• [Task item]: Produce a word-for-word copy of the lines from the one that contains "# indicate the innermost point of each instance of the roof" to the final line of the data below, with all pictures dropped.

• [Records for the task]:
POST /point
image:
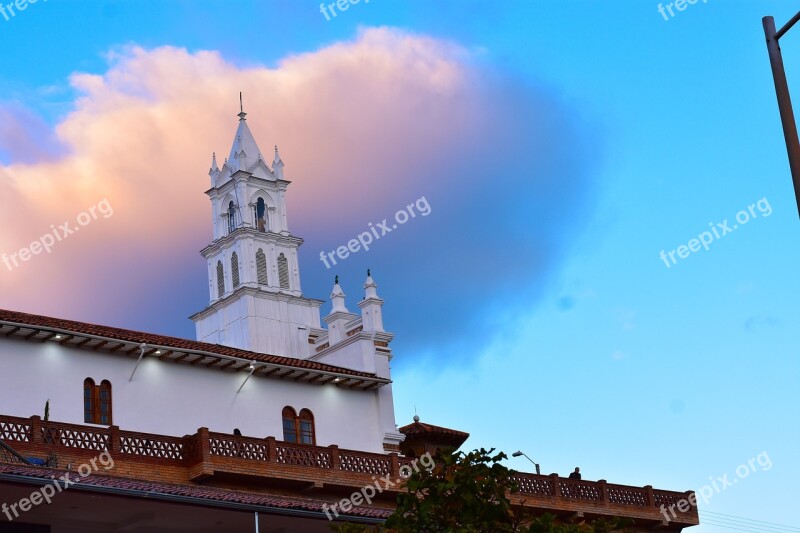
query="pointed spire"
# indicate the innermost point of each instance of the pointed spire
(337, 297)
(241, 114)
(277, 164)
(370, 286)
(244, 152)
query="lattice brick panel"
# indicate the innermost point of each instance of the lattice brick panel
(71, 438)
(580, 491)
(627, 496)
(151, 448)
(532, 485)
(12, 431)
(365, 465)
(303, 457)
(666, 500)
(234, 448)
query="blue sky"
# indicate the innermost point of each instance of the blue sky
(576, 343)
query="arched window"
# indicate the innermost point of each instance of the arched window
(88, 400)
(261, 267)
(97, 402)
(220, 280)
(235, 269)
(289, 424)
(231, 217)
(105, 403)
(283, 271)
(307, 427)
(260, 212)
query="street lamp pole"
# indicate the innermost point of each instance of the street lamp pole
(518, 454)
(784, 99)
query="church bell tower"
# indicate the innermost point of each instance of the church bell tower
(255, 297)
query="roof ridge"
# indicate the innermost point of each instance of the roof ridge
(130, 335)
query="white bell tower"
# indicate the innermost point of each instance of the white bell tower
(256, 302)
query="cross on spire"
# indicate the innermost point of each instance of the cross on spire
(241, 114)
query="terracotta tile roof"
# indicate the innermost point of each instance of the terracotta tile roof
(170, 342)
(420, 428)
(213, 495)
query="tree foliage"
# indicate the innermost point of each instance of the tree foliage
(469, 492)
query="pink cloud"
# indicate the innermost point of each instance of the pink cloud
(364, 127)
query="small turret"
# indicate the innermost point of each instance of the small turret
(371, 313)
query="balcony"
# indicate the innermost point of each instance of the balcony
(266, 464)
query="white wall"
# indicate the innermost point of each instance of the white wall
(175, 399)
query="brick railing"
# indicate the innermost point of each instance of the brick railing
(203, 446)
(205, 453)
(601, 494)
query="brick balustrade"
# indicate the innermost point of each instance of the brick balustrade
(205, 454)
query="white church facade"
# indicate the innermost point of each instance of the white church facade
(262, 357)
(271, 418)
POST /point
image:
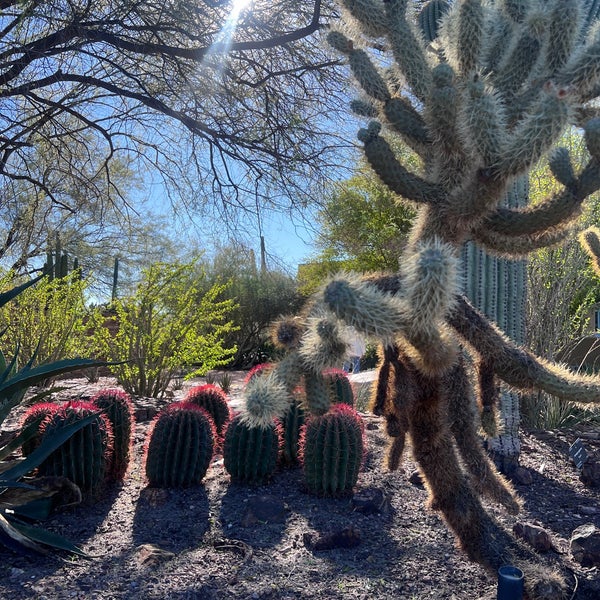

• [Output below]:
# indicate the innermost point of each instance of the roof ridge
(130, 335)
query="white bell tower"
# indicate the innermost point of each instance of the white bell tower
(256, 302)
query="cross on spire"
# indicate the innermost point of each instance of the cross on spire
(241, 114)
query="terracotta tile roof"
# indicate the innermost point of each instance of the terracotta tile roof
(170, 342)
(420, 428)
(213, 495)
query="tree foliage"
# indicate the innermost point of each instance of the tree foliage
(469, 492)
query="pink cloud"
# indicate the innermost point of each instance of the pink cloud
(364, 127)
query="small turret"
# indicate the innermost point of each instance of the small turret
(371, 313)
query="balcony"
# indicate the innermost point of each instance of the balcony
(266, 464)
query="white wall"
# indicate the innermost point of each instance of the white wall
(175, 399)
query="brick railing"
# indicate the innermost point of each instance of the brick railing
(203, 446)
(205, 453)
(601, 494)
query="brick balustrade"
# indicate the innermost point of each instance of the brick balustrade
(205, 454)
query="white church facade"
# indicate the innermost point of each instance of the white church facade
(262, 357)
(271, 418)
POST /point
image:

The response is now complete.